* _Instructions to follow_
Word for word, retype every entry in the listing.

* _Exercise data_
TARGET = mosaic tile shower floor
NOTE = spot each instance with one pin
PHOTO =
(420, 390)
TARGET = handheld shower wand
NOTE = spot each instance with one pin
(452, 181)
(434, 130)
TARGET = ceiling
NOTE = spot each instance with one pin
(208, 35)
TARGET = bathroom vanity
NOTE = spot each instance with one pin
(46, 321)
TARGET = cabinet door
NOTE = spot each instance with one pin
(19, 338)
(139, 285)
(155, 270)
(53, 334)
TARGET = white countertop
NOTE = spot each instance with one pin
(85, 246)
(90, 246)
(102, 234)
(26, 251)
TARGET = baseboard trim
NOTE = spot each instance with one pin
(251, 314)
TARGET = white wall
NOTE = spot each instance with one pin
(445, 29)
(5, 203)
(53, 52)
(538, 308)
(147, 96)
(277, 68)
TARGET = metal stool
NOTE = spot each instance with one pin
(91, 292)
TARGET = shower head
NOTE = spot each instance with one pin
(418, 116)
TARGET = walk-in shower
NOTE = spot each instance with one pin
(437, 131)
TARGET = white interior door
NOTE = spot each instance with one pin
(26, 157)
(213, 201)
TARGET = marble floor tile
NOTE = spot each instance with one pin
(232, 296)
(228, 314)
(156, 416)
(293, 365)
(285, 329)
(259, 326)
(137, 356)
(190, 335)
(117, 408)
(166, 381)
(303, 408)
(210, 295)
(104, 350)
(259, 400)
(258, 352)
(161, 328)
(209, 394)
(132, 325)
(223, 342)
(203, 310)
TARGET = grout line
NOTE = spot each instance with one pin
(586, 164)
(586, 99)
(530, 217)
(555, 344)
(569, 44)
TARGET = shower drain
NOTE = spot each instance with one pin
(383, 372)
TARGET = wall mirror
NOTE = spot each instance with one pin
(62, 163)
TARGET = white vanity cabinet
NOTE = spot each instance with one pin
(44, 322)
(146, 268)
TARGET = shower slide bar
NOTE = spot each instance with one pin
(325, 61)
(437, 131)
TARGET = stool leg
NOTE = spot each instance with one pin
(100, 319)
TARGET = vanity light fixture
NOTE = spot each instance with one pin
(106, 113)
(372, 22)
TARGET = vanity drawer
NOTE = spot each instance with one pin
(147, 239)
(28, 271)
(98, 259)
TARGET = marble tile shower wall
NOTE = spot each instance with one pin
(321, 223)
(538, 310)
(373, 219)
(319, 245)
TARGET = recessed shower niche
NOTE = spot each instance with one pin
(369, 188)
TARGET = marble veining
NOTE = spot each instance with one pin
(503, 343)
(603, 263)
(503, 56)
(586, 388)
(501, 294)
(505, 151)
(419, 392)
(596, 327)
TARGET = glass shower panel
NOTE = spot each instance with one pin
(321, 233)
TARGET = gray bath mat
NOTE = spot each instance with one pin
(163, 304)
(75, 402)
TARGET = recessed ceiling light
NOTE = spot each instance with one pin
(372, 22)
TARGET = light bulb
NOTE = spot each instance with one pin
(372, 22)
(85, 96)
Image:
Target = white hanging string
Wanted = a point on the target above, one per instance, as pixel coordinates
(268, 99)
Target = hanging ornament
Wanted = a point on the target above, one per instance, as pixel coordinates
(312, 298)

* _Expected answer_
TARGET = mosaic tile shower floor
NOTE = spot each instance with one pin
PHOTO =
(420, 390)
TARGET = handheld shower wand
NOTE = spot each instance with one pin
(452, 181)
(434, 130)
TARGET = ceiling
NOTE = spot each instance with one pin
(208, 35)
TARGET = bathroom vanity
NOTE = spot each instance with one pin
(46, 321)
TARGET = cabinet door
NOTE = spot each instance with one pin
(19, 338)
(139, 285)
(155, 270)
(53, 334)
TARGET = white countertop
NOTE = spot each instance with one pin
(85, 246)
(90, 246)
(102, 234)
(26, 251)
TARGET = baseboard trim
NOTE = spot each instance with one pin
(251, 314)
TARGET = white wall
NOTE = spot each instance with one pin
(445, 29)
(5, 203)
(53, 52)
(538, 308)
(147, 96)
(277, 68)
TARGET = metal stool
NOTE = spot each instance with one pin
(91, 292)
TARGET = shower head
NOTE = spot each instance with one pin
(418, 116)
TARGET = walk-in shower
NOTE = spot each instance with one pin
(437, 131)
TARGET = white interior door
NOTE = spot each instance with one pin
(26, 157)
(213, 201)
TARGET = marble floor tile
NOTE = spot each instance with one pin
(232, 296)
(228, 314)
(156, 416)
(293, 365)
(285, 329)
(259, 326)
(137, 356)
(190, 335)
(117, 408)
(166, 381)
(303, 408)
(210, 295)
(104, 350)
(259, 400)
(258, 352)
(161, 328)
(209, 394)
(132, 325)
(223, 342)
(203, 310)
TARGET = grout line
NOTE = spot each instance with one pin
(586, 164)
(586, 99)
(530, 217)
(555, 344)
(569, 44)
TARGET = shower drain
NOTE = spot each instance with one pin
(383, 372)
TARGET = wall mirror
NOTE = spot each instance with one pin
(62, 163)
TARGET = white vanity cabinet
NOTE = spot each instance with one pin
(44, 322)
(146, 268)
TARGET = shower slide bar
NOTE = spot each instance with one pin
(325, 61)
(437, 131)
TARGET = stool leg
NOTE = spot each instance with one pin
(100, 319)
TARGET = vanity light fixture
NOTE = spot each instance with one pin
(106, 113)
(372, 22)
TARGET = vanity drawer
NOTE = spot each instance with one pin
(147, 239)
(28, 271)
(98, 259)
TARGET = marble tile shower wall
NOTE = spot each instance with one pin
(321, 223)
(538, 310)
(373, 219)
(319, 245)
TARGET = recessed shower niche
NOTE = spot each instance with one pin
(369, 188)
TARGET = marble veining
NOTE = spot each instance with one pin
(503, 343)
(603, 263)
(503, 56)
(586, 388)
(501, 294)
(505, 151)
(419, 392)
(596, 327)
TARGET = glass shower panel
NOTE = spot each instance with one pin
(321, 233)
TARGET = gray bath mat
NOTE = spot each instance with one pin
(163, 304)
(75, 402)
TARGET = recessed ceiling light
NOTE = spot each instance with one pin
(372, 22)
TARGET = light bulb
NOTE = spot each instance with one pin
(372, 22)
(85, 96)
Image:
Target = white hanging string
Wanted = a point on the target above, one per instance, as pixel coordinates
(268, 99)
Target = hanging ornament
Wanted = a point on the target above, one per instance, as pixel coordinates
(312, 298)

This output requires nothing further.